### Task brief
Output the entries below without any alteration.

Dataset entries:
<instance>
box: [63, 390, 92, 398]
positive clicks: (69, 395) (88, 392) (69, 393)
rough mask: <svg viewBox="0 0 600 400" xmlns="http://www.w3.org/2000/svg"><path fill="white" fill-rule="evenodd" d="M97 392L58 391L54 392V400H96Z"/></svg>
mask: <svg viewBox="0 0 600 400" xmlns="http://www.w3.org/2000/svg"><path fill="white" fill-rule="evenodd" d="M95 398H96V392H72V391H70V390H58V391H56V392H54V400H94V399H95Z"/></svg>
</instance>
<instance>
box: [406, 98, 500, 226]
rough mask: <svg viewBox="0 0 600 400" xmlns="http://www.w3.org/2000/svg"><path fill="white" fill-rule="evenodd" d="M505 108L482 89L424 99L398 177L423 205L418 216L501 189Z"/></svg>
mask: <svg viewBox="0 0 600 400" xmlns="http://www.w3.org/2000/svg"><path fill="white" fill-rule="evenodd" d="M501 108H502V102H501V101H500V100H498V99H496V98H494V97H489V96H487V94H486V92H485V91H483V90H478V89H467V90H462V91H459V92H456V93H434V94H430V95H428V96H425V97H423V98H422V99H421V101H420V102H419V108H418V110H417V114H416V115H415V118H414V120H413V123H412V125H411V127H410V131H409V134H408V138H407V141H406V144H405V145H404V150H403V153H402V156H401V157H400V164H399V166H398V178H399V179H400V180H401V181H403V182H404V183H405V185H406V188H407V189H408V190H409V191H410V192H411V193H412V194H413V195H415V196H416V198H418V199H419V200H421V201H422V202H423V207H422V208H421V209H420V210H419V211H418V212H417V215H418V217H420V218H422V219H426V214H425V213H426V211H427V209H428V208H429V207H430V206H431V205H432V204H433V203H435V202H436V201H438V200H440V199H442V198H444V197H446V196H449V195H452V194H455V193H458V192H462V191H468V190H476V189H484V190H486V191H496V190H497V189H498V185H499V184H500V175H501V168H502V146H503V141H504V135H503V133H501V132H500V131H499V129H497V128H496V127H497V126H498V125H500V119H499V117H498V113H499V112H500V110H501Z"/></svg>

### Completed task
<instance>
box: [63, 390, 92, 398]
positive clicks: (69, 395) (88, 392) (69, 393)
rough mask: <svg viewBox="0 0 600 400" xmlns="http://www.w3.org/2000/svg"><path fill="white" fill-rule="evenodd" d="M97 392L58 391L54 392V400H96Z"/></svg>
mask: <svg viewBox="0 0 600 400" xmlns="http://www.w3.org/2000/svg"><path fill="white" fill-rule="evenodd" d="M95 398H96V392H72V391H70V390H58V391H56V392H54V400H94V399H95Z"/></svg>
</instance>
<instance>
box: [406, 98, 500, 226]
rough mask: <svg viewBox="0 0 600 400" xmlns="http://www.w3.org/2000/svg"><path fill="white" fill-rule="evenodd" d="M505 108L482 89L424 99L398 177L423 205L418 216L501 189Z"/></svg>
mask: <svg viewBox="0 0 600 400" xmlns="http://www.w3.org/2000/svg"><path fill="white" fill-rule="evenodd" d="M501 108H502V102H501V101H500V100H498V99H496V98H494V97H489V96H487V94H486V92H485V91H483V90H478V89H467V90H462V91H459V92H456V93H434V94H430V95H428V96H425V97H423V98H422V99H421V101H420V102H419V108H418V110H417V114H416V115H415V118H414V120H413V123H412V125H411V127H410V131H409V134H408V138H407V141H406V144H405V145H404V150H403V153H402V156H401V157H400V164H399V166H398V178H399V179H400V180H401V181H403V182H404V183H405V185H406V188H407V189H408V190H409V191H410V192H411V193H412V194H413V195H415V196H416V198H418V199H419V200H421V201H422V202H423V207H422V208H421V209H420V210H419V211H418V212H417V215H418V217H420V218H422V219H426V214H425V213H426V211H427V209H428V208H429V207H430V206H431V205H432V204H433V203H435V202H436V201H438V200H440V199H442V198H444V197H446V196H449V195H452V194H455V193H458V192H462V191H468V190H476V189H484V190H486V191H496V190H497V189H498V185H499V184H500V175H501V168H502V146H503V141H504V135H503V133H501V132H500V131H499V129H497V128H496V127H497V126H498V125H500V119H499V117H498V113H499V112H500V110H501Z"/></svg>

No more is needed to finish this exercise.